Start of Data shown

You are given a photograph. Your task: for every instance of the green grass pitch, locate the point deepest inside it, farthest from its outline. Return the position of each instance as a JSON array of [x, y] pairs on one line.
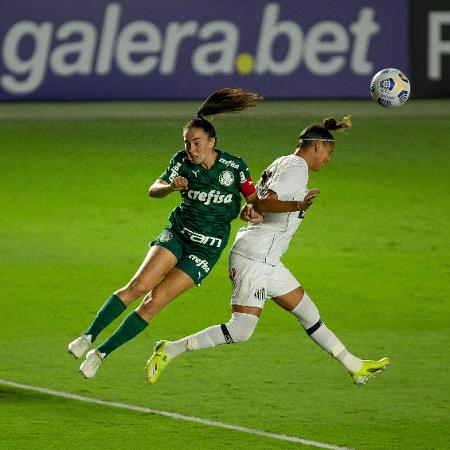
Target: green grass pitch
[[373, 253]]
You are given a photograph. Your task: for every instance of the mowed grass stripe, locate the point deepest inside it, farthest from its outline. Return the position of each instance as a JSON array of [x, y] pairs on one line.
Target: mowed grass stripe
[[172, 415]]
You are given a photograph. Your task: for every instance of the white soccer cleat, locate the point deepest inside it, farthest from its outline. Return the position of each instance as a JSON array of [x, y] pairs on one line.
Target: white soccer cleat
[[92, 362], [79, 346]]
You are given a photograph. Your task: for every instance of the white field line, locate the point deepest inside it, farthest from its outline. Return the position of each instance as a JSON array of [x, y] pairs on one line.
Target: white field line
[[176, 416]]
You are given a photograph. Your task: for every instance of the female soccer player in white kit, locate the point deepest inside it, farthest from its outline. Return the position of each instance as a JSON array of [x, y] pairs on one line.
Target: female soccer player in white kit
[[256, 271]]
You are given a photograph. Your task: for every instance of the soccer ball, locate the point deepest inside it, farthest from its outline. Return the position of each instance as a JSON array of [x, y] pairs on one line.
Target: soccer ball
[[390, 87]]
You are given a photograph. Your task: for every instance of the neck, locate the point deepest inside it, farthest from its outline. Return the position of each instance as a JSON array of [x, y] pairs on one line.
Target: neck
[[209, 162], [305, 154]]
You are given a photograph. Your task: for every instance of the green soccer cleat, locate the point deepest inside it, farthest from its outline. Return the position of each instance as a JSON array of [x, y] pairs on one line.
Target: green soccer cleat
[[157, 362], [369, 369]]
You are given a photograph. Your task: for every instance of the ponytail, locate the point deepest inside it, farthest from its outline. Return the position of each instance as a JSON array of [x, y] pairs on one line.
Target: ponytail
[[331, 124], [221, 101], [321, 132]]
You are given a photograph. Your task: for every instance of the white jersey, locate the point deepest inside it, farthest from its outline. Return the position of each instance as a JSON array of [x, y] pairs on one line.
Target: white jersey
[[267, 241]]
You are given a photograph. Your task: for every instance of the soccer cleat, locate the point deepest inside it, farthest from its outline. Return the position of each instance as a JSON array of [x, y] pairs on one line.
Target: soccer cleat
[[369, 369], [92, 362], [157, 362], [79, 346]]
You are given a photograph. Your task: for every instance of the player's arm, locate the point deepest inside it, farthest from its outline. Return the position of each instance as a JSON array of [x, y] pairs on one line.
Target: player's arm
[[249, 214], [270, 203], [160, 188]]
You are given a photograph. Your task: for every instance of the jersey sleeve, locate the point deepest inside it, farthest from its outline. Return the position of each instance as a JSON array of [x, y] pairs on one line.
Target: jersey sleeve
[[289, 181], [246, 183], [173, 169]]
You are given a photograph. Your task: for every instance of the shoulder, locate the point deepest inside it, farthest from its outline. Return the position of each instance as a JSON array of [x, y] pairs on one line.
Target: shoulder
[[231, 161], [292, 162]]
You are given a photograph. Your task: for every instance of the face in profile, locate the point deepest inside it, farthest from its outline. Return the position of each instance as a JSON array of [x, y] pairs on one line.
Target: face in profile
[[322, 153], [198, 145]]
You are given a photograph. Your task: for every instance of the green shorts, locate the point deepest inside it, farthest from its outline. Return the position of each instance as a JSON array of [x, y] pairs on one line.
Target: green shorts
[[194, 259]]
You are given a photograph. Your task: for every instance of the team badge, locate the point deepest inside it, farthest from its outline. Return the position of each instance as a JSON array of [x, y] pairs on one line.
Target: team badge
[[166, 236], [226, 178]]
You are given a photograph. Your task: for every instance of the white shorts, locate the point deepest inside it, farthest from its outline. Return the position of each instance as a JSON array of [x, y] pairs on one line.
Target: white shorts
[[253, 281]]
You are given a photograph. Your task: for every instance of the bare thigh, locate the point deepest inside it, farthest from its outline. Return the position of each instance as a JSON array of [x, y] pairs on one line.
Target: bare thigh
[[290, 300], [157, 264], [174, 284]]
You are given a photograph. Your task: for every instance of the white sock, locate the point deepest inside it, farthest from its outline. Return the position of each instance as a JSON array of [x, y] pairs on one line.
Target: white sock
[[238, 329], [210, 337], [309, 317]]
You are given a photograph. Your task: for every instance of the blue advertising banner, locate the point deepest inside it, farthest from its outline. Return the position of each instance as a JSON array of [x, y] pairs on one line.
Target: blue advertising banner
[[186, 49]]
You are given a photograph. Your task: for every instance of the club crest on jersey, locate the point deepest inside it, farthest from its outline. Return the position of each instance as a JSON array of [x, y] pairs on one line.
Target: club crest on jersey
[[166, 236], [226, 178]]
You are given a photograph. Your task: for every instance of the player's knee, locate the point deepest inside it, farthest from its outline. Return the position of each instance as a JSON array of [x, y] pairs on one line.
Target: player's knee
[[149, 307], [137, 288], [239, 328]]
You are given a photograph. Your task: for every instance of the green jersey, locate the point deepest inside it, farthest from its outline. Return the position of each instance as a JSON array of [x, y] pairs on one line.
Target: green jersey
[[213, 198]]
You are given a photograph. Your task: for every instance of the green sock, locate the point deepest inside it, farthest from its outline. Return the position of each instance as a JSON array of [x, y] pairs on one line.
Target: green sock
[[111, 309], [132, 325]]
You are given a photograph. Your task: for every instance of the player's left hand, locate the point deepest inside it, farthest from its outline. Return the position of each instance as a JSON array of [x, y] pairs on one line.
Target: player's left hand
[[249, 214]]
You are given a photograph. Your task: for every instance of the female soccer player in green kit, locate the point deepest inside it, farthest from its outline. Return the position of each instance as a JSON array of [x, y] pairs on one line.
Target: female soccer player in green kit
[[210, 182], [257, 273]]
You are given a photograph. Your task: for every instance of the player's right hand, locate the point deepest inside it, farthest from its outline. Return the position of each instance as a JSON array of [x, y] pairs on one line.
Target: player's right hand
[[309, 198], [179, 184]]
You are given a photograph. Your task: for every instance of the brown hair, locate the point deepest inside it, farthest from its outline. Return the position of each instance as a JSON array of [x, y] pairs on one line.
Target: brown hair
[[221, 101], [321, 132]]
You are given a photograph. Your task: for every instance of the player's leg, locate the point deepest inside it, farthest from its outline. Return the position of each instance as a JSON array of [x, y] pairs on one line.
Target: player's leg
[[156, 264], [302, 307], [171, 286], [247, 303]]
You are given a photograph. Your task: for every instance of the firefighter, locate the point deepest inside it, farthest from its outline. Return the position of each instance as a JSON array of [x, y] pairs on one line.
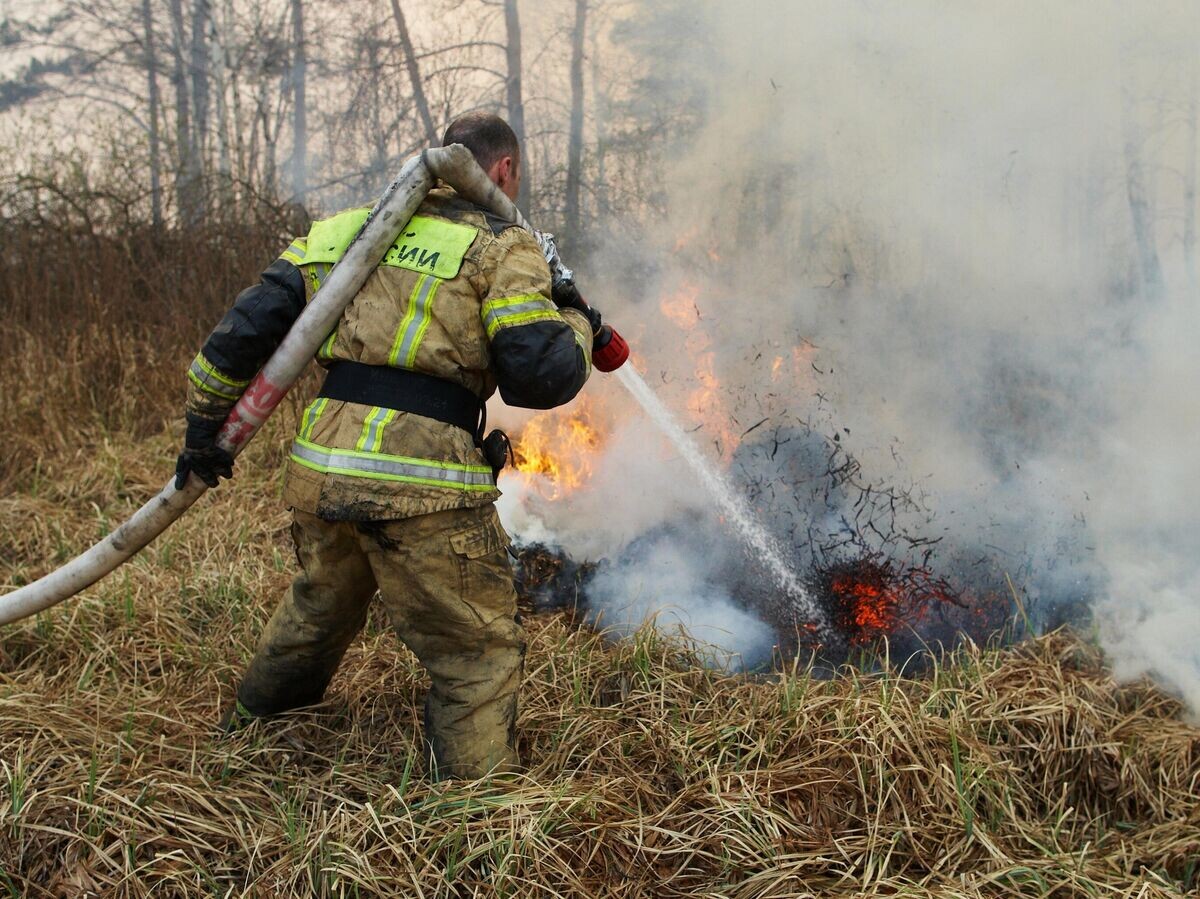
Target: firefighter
[[388, 481]]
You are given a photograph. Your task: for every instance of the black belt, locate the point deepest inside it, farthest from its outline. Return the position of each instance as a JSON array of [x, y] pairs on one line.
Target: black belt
[[406, 391]]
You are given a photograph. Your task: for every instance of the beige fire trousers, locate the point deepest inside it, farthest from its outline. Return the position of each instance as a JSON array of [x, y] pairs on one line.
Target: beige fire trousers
[[447, 585]]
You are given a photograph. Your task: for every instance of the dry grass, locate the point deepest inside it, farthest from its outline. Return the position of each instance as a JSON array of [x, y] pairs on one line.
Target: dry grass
[[1002, 772], [1015, 772]]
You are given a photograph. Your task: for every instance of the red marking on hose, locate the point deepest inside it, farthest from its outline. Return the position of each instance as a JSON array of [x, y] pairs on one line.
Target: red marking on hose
[[252, 409]]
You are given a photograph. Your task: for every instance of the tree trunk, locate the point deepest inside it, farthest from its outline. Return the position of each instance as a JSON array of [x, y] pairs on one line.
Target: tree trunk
[[414, 76], [220, 64], [300, 125], [515, 101], [153, 93], [575, 148], [601, 111]]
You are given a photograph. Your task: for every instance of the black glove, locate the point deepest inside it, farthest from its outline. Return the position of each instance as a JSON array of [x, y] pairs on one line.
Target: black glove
[[567, 295], [201, 455]]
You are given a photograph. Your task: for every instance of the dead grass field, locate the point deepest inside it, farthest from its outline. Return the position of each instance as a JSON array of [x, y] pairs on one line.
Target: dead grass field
[[1003, 772]]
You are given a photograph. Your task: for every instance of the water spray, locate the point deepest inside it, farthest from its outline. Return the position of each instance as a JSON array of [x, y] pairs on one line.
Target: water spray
[[743, 520]]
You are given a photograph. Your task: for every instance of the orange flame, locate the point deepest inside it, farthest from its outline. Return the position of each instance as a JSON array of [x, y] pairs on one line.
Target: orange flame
[[561, 447]]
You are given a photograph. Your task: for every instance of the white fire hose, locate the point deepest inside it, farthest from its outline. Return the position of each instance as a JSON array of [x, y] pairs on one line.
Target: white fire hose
[[455, 166]]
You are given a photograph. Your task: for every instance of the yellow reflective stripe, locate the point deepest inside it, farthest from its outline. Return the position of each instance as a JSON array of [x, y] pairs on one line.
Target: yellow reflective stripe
[[312, 414], [209, 389], [370, 429], [426, 303], [522, 299], [378, 438], [295, 252], [317, 275], [210, 370], [327, 348], [379, 466], [516, 310], [521, 318]]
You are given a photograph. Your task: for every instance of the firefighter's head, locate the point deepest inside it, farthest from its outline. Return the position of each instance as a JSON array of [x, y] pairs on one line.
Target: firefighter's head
[[496, 148]]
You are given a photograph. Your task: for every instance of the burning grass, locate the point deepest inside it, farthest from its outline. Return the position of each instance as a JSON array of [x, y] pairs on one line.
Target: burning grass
[[1023, 771]]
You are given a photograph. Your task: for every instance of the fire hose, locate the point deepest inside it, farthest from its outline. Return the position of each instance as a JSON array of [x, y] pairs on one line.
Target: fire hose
[[454, 165]]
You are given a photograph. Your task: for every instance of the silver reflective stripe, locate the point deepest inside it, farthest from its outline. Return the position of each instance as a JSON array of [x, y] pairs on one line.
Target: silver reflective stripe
[[400, 468], [497, 315], [415, 322]]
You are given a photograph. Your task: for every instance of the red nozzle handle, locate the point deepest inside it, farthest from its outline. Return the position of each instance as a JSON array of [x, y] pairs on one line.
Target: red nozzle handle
[[609, 351]]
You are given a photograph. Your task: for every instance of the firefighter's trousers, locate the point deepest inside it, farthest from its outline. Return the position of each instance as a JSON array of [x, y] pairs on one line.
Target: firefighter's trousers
[[445, 582]]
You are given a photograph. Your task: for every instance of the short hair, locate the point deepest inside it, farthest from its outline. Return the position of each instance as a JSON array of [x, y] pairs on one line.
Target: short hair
[[489, 138]]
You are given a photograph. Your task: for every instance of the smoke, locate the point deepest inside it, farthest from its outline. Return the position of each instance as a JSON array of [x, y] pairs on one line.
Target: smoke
[[943, 201]]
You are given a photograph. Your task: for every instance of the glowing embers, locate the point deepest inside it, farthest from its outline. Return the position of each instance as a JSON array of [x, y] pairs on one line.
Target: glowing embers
[[867, 599], [556, 450]]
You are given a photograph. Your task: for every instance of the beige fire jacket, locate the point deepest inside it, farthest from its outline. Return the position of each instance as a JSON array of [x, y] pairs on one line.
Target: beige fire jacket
[[462, 297]]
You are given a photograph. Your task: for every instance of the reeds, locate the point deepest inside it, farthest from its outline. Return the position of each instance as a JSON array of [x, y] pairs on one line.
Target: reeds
[[1021, 771]]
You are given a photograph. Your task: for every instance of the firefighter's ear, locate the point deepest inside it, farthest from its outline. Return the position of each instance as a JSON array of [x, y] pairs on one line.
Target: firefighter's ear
[[505, 173]]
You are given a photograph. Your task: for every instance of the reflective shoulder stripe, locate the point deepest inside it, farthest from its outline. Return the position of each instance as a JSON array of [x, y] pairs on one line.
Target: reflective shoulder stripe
[[207, 377], [414, 323], [317, 273], [379, 466], [520, 310], [587, 352], [295, 252], [329, 238]]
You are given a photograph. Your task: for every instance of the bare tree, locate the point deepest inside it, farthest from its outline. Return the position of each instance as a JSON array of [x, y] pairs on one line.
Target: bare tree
[[151, 63], [187, 166], [299, 123], [414, 75], [514, 94], [575, 144], [1141, 215]]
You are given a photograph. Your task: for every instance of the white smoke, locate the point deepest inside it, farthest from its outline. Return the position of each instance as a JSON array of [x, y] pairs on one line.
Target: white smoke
[[939, 196]]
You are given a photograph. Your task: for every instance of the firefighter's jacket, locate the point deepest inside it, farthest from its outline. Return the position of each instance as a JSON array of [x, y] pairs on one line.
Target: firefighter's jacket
[[461, 295]]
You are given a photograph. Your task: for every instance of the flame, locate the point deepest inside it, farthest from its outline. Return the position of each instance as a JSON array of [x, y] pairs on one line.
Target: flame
[[703, 403], [556, 450], [875, 598], [870, 605]]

End of Data shown

Task objective
Return the lines above verbatim, from the line with "of the reflective" to the line with "252], [329, 238]]", including both of those lines.

Output of the exercise
You are given a photograph. Your task: for every instance of the reflective shoulder stripe, locate the point deepest inside it, farthest from its outline. Return the position of each instance as a JSON array of [x, y] pairs on one line.
Target: reflective shoulder stripe
[[207, 377], [414, 323], [317, 273], [379, 466], [520, 310], [587, 352], [295, 252], [329, 238]]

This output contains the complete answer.